Repeat the entries below exactly. Drop the pictures.
───
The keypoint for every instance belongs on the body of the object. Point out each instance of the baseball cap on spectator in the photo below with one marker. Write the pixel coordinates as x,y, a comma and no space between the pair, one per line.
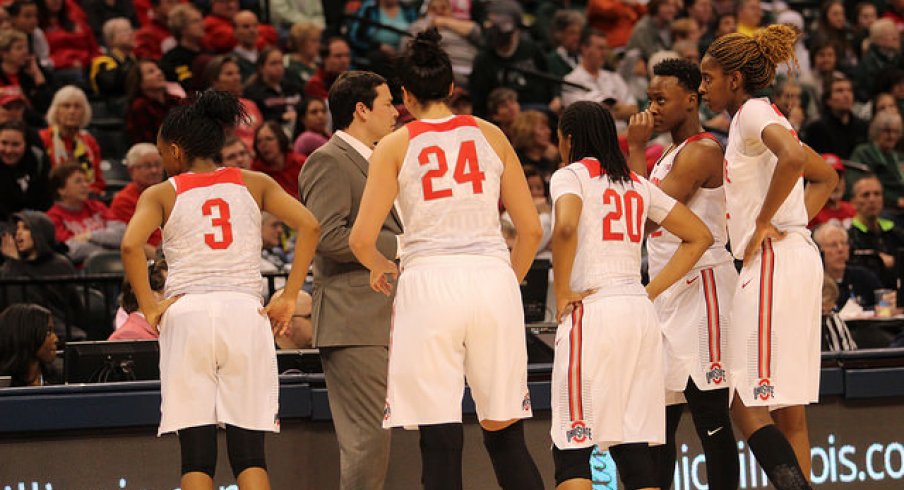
834,160
505,15
11,94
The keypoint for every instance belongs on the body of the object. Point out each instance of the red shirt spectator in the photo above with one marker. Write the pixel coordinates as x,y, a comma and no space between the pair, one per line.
219,31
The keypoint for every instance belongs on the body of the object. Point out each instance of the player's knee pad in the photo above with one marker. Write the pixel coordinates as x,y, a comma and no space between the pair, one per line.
246,449
199,449
635,465
571,464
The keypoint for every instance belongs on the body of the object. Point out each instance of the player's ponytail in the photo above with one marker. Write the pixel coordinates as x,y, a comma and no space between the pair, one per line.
425,69
593,135
756,57
199,127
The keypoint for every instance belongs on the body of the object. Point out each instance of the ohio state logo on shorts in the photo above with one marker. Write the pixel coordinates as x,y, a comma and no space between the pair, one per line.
764,390
578,432
715,374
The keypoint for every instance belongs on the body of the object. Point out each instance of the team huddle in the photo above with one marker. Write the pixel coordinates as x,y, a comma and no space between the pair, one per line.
741,349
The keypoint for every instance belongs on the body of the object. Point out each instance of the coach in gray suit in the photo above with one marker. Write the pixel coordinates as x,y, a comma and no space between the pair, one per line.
351,321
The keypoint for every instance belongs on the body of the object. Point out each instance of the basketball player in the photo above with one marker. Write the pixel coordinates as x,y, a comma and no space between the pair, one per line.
457,311
607,381
774,346
693,312
217,360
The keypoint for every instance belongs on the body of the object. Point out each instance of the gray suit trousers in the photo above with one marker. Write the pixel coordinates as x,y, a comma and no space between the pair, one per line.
356,386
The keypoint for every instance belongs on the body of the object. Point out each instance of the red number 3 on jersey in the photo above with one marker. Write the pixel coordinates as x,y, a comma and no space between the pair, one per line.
466,170
220,220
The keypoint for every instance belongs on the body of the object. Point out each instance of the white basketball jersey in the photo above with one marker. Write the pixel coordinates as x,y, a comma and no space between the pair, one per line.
212,239
749,166
611,227
449,188
707,204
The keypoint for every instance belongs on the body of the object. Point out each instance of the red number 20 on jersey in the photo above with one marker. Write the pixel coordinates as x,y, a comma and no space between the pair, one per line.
466,170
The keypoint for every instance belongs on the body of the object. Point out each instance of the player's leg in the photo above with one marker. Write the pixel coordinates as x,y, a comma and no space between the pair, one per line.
572,468
792,421
247,458
769,446
198,446
635,465
664,455
709,410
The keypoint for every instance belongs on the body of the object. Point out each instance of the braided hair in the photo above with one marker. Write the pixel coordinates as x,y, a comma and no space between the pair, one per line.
592,131
757,56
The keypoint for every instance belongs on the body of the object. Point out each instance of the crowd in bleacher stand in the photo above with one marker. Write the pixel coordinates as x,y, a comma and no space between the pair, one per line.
85,84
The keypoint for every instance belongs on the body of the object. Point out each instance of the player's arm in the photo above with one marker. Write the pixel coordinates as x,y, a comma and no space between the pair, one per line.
695,239
791,162
147,218
821,181
379,193
517,201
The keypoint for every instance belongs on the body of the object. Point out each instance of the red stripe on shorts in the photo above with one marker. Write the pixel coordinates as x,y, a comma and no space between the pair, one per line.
767,269
575,405
712,315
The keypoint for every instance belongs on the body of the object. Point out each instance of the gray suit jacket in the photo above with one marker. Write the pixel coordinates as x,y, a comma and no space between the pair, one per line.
345,311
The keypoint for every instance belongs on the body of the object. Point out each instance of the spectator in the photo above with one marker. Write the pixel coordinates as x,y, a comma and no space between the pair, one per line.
275,94
461,37
313,122
786,96
109,71
531,140
72,44
136,327
149,101
145,169
33,253
99,12
336,59
614,17
749,15
24,174
245,51
883,55
567,26
186,24
235,154
874,240
865,15
276,158
18,68
503,108
27,344
154,38
854,282
836,210
605,86
85,225
24,17
824,55
881,158
366,36
838,130
507,60
303,48
290,12
67,141
219,34
652,32
222,72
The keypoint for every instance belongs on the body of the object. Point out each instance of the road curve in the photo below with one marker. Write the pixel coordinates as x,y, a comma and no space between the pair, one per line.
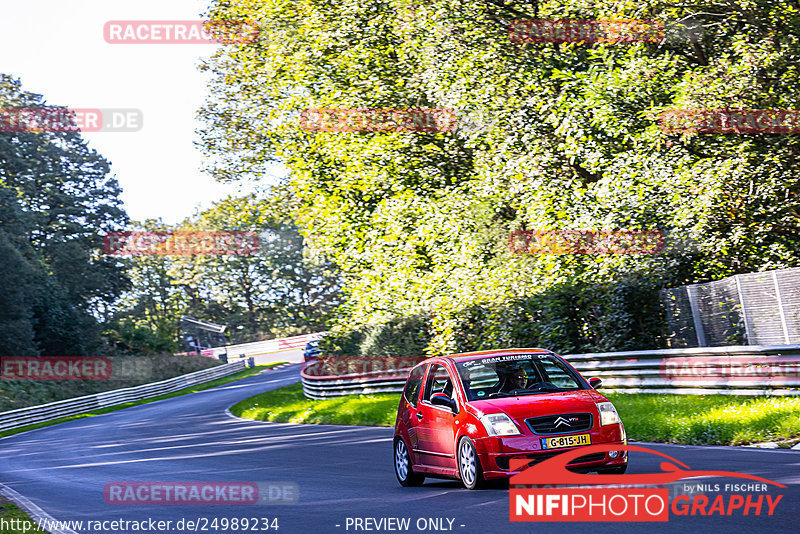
───
* Written solution
The keypoint for every instance belongs on the body of the object. Point out each instance of the baseball cap on spectator in the photo below with one marker. Write the pixel coordinates as x,y, a comma and no space between the pair, one per line.
834,160
505,15
11,94
The keypoint for every instance belongs on the body of the object. Point out each instance of the red shirt spectator in the photo above with one marker. Write the pixel coordinates as x,y, a comma and no space between the pair, one per line.
219,31
The keypoint for every instance belongs on the body of the object. Point out each instance of the player's knee pad in the photo above with one marker. Write the pixel coordinates as x,y, a comma and no space between the pair, one per line.
246,449
199,449
635,465
571,464
The keypoint for every instance belongs on the body of the object. Point out each instance of the player's ponytail in the photo above with one marker. Write the pixel coordinates as x,y, a comma and no space between the pair, one per line.
425,69
593,135
756,57
199,127
The keypoint for every instance belongs on the body of the object. Point out each instance of the ohio state logo on shorts in the photo above with one marker. Write the pixel coordinates as x,y, a comma and no space between the pair, one per line.
764,390
578,432
715,374
The keypoint for every instance belongs on the body of the object. Point out each instance of the team huddle in the photo above with one marker. Write the pixel coordinates as x,y, a comma and no space between the pair, one per line.
741,349
The keypoint for every instance belongs on the body of the object. Point out each instance of the coach in gray suit in the photo above with one marker. Write the pixel coordinates as x,y, a comma and no space between the pair, one per line.
351,321
The keypoint for every instance belongs on the body of the object. Point out each instance of the basketball player in the photo above with one marker. Write the pixel coordinates as x,y, a comma and no space between the pair, one per line.
457,311
607,381
774,346
693,312
217,360
The keypoint for every instance belongs on the body of the object. Point out each instance of the gray suit trousers in the photo above with one marker. Write the pixel coordinates as x,y, a comma and no space between the pair, one per line.
356,386
The keypoint for every instance belongs on the body of the object. Point out each instance of the red number 3 on jersey in the photo above with one marker. Write the pixel coordinates as x,y, a comma and no space between the pair, one per line.
466,170
220,220
The keypoint for every instance belongs on the body of the object. Point out each instance of the white basketball jersey in the photo above with one marker. Write the pixel coordinates as x,y, a comma and no space between the pair, one per line.
212,239
749,166
611,227
449,188
707,204
The keypoint for every instance belongs on the body of the object. Point out each instance of the red number 20 on jersey in the photo above with one marker. Write the pixel coordinates as x,y, a comma and no space between the pair, one per line.
466,170
The keypoint for every instance belongs on the body of the object. Point out each instance of the player's leg in the photo above with one marker. Write the pixel coordinates as x,y, a comma and no space between the pair, one per line.
572,468
792,421
247,458
769,446
198,446
635,465
664,455
709,410
The keypoint for every instance belongs on the body of the object. Point out each instance of the braided hair in the photo above with one marker. Write the pixel coordinates as x,y, a comma and no space between the pair, one per line.
592,131
757,56
The keypoint for every instance belongs on the body of the object. Point out each instance of the crowd in bleacher stand in the photo above with one marker. Write the pixel coordinates as x,y, a comma and no space between the pair, one per line.
85,84
The keypoint for every instance belongs on the body of the object. Point out each instance of the player's arm in the photo above with one marker. Write the pixel coordinates as x,y, a comma and no space between the pair, one per line.
695,239
791,162
147,218
821,181
379,193
517,201
The keypoint for every instance belongs on the body of the object. Point out each instance of the red stripe on shorts in the photo above with one marker. Write the pixel coordinates as x,y, a comma and no space between the pair, one per line.
767,269
575,405
712,315
The keypoint for every instance belongs on the body of the object. Point out each instance of the gray suit jacket in the photo above with one marker. Write the pixel coordinates as x,y, a comma and no space between the pair, one per line.
345,311
The keypoint for every instance belongs on the body of the object. Point out each instance of the spectator in the photo above with one marker. Write the pixel coordinates as x,y, a comma and no space between the pair, one per line.
275,94
461,37
313,122
786,96
109,71
531,140
72,44
136,327
149,101
145,169
33,253
99,12
336,59
614,17
749,15
24,174
245,51
883,55
567,26
186,24
235,154
874,240
865,15
276,158
18,68
503,108
27,344
154,38
854,282
836,210
605,86
85,225
24,17
824,55
881,158
366,36
838,130
507,60
303,48
290,12
67,141
219,34
652,32
222,72
The keypoint for every instance belongs on the body of the object. Point out each instance of the road curve in the photo below with one marker. Write the pixel coordinates as x,y, a comma and no space between the pair, one per line.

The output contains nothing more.